[begin RECORD EXTRACTS]

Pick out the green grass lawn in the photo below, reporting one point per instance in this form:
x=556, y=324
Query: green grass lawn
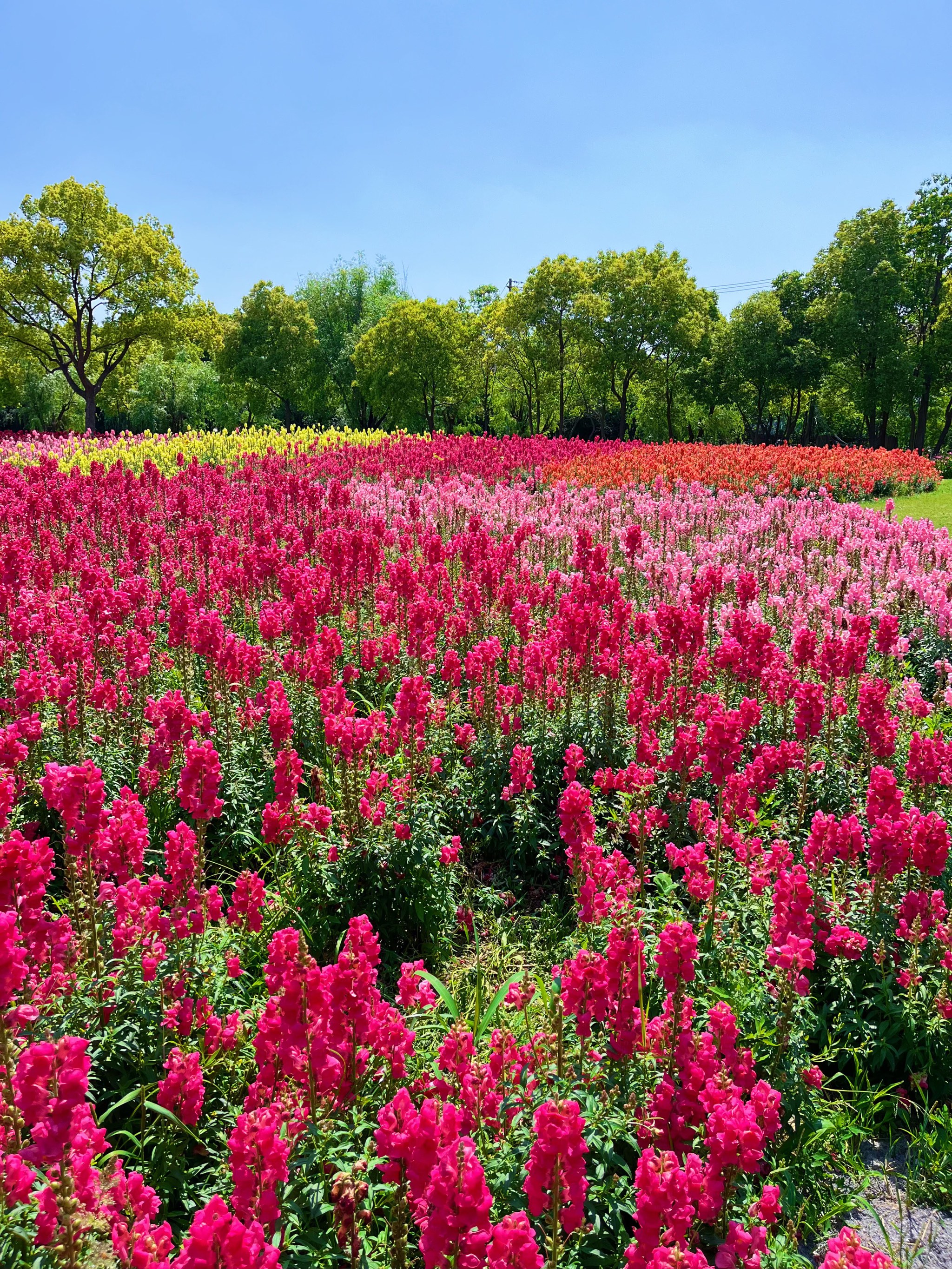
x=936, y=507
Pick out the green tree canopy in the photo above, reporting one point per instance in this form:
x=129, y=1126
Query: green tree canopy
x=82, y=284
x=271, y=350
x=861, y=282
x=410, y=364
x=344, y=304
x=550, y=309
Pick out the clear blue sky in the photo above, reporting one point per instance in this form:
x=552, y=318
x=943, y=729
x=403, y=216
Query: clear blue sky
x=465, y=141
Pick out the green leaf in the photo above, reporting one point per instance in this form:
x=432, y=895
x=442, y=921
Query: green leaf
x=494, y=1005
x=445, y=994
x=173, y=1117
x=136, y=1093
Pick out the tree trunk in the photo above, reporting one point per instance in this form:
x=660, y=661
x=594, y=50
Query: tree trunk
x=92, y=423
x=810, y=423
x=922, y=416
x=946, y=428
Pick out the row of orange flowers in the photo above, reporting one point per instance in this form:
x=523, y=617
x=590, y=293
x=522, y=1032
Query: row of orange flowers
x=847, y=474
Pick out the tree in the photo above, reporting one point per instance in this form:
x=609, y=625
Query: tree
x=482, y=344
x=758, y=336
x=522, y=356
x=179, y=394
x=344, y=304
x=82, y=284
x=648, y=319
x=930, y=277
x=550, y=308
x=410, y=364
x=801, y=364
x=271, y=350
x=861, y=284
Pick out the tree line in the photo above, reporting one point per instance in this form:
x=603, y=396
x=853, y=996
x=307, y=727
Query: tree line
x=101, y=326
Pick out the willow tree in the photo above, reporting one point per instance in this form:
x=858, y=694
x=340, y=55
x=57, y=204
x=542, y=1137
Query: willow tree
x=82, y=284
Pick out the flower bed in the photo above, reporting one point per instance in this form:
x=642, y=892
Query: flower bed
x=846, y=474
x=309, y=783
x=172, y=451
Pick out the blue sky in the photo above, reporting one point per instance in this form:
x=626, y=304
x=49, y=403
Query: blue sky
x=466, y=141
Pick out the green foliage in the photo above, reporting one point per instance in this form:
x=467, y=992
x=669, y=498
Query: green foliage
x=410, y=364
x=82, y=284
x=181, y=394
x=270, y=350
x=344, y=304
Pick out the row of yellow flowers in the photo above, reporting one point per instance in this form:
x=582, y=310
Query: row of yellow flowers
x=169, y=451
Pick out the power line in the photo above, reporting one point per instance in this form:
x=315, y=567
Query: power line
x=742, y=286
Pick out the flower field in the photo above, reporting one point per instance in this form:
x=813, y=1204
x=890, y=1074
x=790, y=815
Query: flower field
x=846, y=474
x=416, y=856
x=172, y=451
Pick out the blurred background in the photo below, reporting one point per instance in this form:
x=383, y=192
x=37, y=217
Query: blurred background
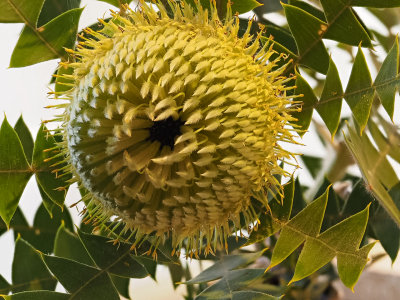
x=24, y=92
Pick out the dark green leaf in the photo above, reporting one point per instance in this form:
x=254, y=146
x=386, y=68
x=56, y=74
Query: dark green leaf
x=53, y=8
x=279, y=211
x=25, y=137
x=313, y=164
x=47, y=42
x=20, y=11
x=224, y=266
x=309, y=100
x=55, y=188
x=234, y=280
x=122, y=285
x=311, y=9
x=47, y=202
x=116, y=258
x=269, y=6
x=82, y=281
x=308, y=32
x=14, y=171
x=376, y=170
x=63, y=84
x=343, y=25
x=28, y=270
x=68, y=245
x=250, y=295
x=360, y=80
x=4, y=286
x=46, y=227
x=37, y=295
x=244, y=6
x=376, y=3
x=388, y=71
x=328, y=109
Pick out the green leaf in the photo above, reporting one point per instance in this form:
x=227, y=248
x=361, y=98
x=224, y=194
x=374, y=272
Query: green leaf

[end RECORD EXTRACTS]

* **STATED EXERCISE**: Set down, without alteration, the lines of the material between the line containing "Pick out the blurred" and the line containing "x=328, y=109", inclusive, omitting any pictures.

* **RESULT**:
Pick out the blurred background in the photo below, reporting one point per instance in this form:
x=383, y=192
x=37, y=217
Query: blurred background
x=24, y=92
Pick out the dark green leaf in the photo above, reporting one point per instance in this form:
x=254, y=146
x=386, y=68
x=56, y=74
Query: dark green leaf
x=53, y=8
x=279, y=211
x=25, y=137
x=313, y=164
x=47, y=42
x=20, y=11
x=224, y=266
x=309, y=100
x=55, y=188
x=234, y=280
x=122, y=285
x=311, y=9
x=47, y=202
x=116, y=258
x=269, y=6
x=82, y=281
x=308, y=32
x=14, y=171
x=376, y=170
x=63, y=84
x=343, y=25
x=28, y=270
x=68, y=245
x=250, y=295
x=360, y=80
x=4, y=286
x=46, y=227
x=37, y=295
x=244, y=6
x=376, y=3
x=388, y=71
x=328, y=109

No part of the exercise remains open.